═══ QUOTED PASSAGE ═══

Integrating TB Services into Maternal and Child Health Clinics in Rural Uganda

Integrating TB Services into Maternal and Child Health Clinics in Rural Uganda

Integrating TB Services into Maternal and Child Health Clinics in Rural Uganda

Jane Nyangoma is a 37-year-old mother of five children who was diagnosed with tuberculosis (TB) while attending the post-natal clinic at a rural health facility in western Uganda. Jane is HIV-positive and was accessing elimination of mother-to-child transmission (eMTCT) services at the same facility.

Prior to her TB diagnosis, Jane came to the health facility with a cough, intermittent fevers, chest pain, and night sweats. The midwife who was providing eMTCT services to Jane recommended a sputum test, and she was referred to a nearby lab with a GeneXpert diagnostic machine to test for TB. The test confirmed that Jane had TB.

Jane was started on appropriate medication for treating TB – rifampicin, isoniazid, pyrazinamide, and ethambutol. Her husband and children were also screened for TB using the intensified TB case-finding form; thankfully, all of them were free of any TB symptoms.

”If the midwife that day hadn’t sent me to the lab, I think I wouldn’t be alive today,” said Jane. ”I was very sick and worried about my children.”

To prevent further transmission, Jane was provided with surgical masks to cover her mouth and nose while breastfeeding. Her four-month old baby was also provided with isoniazid preventive therapy (IPT). After two months on treatment Jane had a follow-up sputum test which showed no TB.

Jane successfully completed her treatment and was declared cured of TB after having two negative sputum samples during and at the end of her treatment. Her symptoms resolved and she soon gained weight. The baby also completed the necessary six months of IPT.

═══

## ACTION ITEM A:
Based on the article about integrating TB services into maternal and child health clinics in rural Uganda, state whether each claim agrees with it: (i) Jane's TB was confirmed by a test at a nearby lab with a GeneXpert diagnostic machine; (ii) one of Jane's children was found to have TB symptoms; (iii) Jane's baby received isoniazid preventive therapy for three months. Answer yes or no for each, and quote the words of the article that decide it.
## ACTION ITEM B:
Reproduce word for word the part of the article on TB services in Ugandan maternal and child health clinics that opens with the words containing "Prior to her" and closes with "Jane had TB.".
## ACTION ITEM C:
Carry on the article about integrating TB services into maternal and child health clinics in rural Uganda, starting after its final sentence.
The entries below have no connection to the article.

═══ DATASET EXTRACT ═══

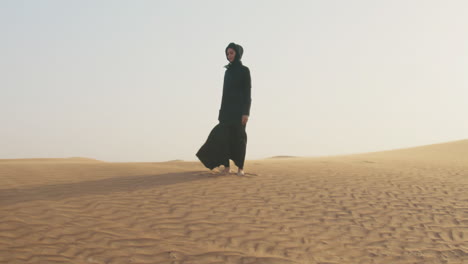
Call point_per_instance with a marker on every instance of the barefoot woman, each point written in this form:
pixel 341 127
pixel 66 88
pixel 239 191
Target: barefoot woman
pixel 235 106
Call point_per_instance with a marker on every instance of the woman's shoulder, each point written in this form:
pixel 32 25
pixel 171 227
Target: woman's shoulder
pixel 245 68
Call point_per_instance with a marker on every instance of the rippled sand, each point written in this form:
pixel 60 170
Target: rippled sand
pixel 402 206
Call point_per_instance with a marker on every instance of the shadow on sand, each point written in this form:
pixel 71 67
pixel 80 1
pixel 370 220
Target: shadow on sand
pixel 97 187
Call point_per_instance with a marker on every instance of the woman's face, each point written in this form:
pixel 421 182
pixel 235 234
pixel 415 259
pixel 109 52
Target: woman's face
pixel 231 54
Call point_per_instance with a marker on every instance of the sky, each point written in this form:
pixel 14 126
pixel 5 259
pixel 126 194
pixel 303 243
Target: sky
pixel 141 81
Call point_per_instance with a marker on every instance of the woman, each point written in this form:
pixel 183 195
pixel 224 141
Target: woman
pixel 228 140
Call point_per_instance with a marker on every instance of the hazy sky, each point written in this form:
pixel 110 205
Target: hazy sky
pixel 142 80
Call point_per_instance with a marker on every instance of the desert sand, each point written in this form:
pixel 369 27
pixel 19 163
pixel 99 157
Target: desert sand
pixel 399 206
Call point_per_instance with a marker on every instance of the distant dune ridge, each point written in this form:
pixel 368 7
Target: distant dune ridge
pixel 399 206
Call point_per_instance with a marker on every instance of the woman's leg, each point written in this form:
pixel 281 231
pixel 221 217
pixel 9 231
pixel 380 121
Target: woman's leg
pixel 238 144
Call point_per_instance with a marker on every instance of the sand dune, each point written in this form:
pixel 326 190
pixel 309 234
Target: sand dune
pixel 400 206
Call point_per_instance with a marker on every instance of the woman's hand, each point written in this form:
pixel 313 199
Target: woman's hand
pixel 245 118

═══

## ANSWER BOX A:
(i) Yes: "she was referred to a nearby lab with a GeneXpert diagnostic machine to test for TB. The test confirmed that Jane had TB."
(ii) No: "thankfully, all of them were free of any TB symptoms."
(iii) No: "The baby also completed the necessary six months of IPT."

## ANSWER BOX B:
Prior to her TB diagnosis, Jane came to the health facility with a cough, intermittent fevers, chest pain, and night sweats. The midwife who was providing eMTCT services to Jane recommended a sputum test, and she was referred to a nearby lab with a GeneXpert diagnostic machine to test for TB. The test confirmed that Jane had TB.

## ANSWER BOX C:
Jane is one of the 8,000 mothers in western Uganda receiving eMTCT services who are seen every year and screened for TB at clinics supported by the Infectious Diseases Institute (IDI), a CDC-funded implementing partner under the President’s Emergency Plan for AIDS Relief. Until three years ago, not all women attending antenatal and postnatal services in this region were routinely assessed for TB symptoms, nor was their care managed within appropriate maternal and child health (MCH) clinics.

Then, in 2016, following issuance of Ministry of Health guidelines for integrating TB services into MCH clinics, IDI (with support from CDC) trained 400 midwives at 230 supported health facilities to integrate TB diagnosis and management into eMTCT services. IDI also continues to provide job aids and tools to monitor the integration of TB services into MCH clinics as well as technical support the midwives to provide TB services according to national guidelines.

As Sister Mildred, a midwife working in these MCH clinics, put it, “I had never thought of TB while reviewing mothers in antenatal or postnatal care. But I started assessing the mothers for TB symptoms after attending the three-day training in TB diagnosis and management conducted at my facility. I am so happy that I was able to help.”